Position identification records
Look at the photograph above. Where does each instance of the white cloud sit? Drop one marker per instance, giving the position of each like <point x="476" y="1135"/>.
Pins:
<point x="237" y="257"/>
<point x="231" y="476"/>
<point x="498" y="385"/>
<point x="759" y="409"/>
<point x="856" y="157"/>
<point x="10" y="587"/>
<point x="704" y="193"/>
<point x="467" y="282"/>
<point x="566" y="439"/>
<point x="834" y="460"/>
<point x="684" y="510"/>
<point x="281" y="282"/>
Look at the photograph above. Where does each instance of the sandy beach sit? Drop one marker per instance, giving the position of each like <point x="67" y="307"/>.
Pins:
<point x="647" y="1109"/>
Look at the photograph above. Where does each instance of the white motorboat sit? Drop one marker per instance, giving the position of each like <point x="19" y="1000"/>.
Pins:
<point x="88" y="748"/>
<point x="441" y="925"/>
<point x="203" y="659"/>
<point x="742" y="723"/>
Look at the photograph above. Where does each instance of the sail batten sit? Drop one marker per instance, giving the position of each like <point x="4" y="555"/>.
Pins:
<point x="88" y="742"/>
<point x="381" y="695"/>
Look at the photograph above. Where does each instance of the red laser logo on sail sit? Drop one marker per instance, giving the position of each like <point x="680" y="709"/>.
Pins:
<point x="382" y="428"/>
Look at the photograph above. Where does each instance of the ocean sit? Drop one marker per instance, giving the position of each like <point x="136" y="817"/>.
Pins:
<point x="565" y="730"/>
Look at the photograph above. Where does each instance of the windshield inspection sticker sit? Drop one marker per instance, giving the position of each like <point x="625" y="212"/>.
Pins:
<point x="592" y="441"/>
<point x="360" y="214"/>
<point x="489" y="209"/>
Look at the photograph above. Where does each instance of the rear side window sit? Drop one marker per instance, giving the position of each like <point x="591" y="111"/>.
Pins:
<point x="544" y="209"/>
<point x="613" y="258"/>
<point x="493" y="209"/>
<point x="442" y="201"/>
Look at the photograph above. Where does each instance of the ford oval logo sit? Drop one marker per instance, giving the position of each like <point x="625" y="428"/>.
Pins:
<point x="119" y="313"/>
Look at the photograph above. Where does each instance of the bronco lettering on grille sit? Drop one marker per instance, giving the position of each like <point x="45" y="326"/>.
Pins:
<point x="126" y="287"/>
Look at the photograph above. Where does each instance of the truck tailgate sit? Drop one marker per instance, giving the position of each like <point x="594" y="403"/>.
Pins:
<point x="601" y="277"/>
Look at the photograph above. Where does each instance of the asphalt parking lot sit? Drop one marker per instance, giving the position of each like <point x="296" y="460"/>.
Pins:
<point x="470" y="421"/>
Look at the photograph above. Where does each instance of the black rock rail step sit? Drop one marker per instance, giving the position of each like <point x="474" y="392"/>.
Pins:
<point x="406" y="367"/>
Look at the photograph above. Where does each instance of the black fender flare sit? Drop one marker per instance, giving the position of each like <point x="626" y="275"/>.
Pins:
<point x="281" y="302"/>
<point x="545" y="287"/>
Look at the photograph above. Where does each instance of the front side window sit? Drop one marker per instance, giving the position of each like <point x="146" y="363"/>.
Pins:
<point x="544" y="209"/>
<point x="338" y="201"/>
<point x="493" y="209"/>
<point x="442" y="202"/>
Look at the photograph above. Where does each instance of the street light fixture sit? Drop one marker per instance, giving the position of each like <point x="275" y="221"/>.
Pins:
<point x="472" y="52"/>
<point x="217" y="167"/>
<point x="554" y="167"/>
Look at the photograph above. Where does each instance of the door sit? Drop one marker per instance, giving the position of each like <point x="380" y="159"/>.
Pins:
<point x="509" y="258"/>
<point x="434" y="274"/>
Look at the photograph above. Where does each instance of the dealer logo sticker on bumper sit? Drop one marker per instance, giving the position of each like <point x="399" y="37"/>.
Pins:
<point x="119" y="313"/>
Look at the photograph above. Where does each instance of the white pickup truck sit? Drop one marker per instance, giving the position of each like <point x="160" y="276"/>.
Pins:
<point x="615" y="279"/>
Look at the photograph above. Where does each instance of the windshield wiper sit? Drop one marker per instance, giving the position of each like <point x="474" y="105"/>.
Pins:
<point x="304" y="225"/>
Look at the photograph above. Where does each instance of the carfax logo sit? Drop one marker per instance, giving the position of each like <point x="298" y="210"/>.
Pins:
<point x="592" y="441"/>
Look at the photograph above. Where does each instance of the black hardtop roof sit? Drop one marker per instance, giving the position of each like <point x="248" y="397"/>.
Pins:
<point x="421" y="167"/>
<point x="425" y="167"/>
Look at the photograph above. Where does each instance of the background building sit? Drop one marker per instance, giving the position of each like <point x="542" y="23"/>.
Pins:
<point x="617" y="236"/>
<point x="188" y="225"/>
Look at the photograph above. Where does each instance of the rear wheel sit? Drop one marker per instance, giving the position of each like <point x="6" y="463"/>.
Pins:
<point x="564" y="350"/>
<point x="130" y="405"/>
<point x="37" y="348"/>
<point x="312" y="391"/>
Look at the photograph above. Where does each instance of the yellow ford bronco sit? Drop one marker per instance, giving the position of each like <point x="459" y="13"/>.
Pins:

■ **Exercise requirements**: Rewrite the stretch from the line containing "of the carfax" through the end of the records, requests included. Add -72 to every x and y coordinate in the pins, and leave the requests and their sample points unchanged.

■ **Full answer**:
Look at the photograph above. Where does each instance of the carfax logo sit? Drop one marker per instance, giving the position of each like <point x="298" y="210"/>.
Pins:
<point x="520" y="369"/>
Look at the photograph above. Where does each instance of the black hardtop roof sit? Drop one marker per instance, giving the position of each like <point x="248" y="397"/>.
Pins:
<point x="349" y="95"/>
<point x="353" y="95"/>
Look at the photograph above. Where does each instance of the background building sit? Drop one marker per instance, giving the position of each like <point x="542" y="23"/>.
Pins:
<point x="545" y="164"/>
<point x="116" y="153"/>
Look at the photograph above. Where does each instance of the rear wheel sit? Drop one marker per instance, giving the position of each like <point x="6" y="463"/>.
Pins:
<point x="492" y="278"/>
<point x="58" y="333"/>
<point x="-35" y="276"/>
<point x="240" y="319"/>
Look at the photograph above. Where does each instance of the yellow ford bronco sit? Drop one marker per instance, giving the position of each like <point x="459" y="13"/>.
Pins:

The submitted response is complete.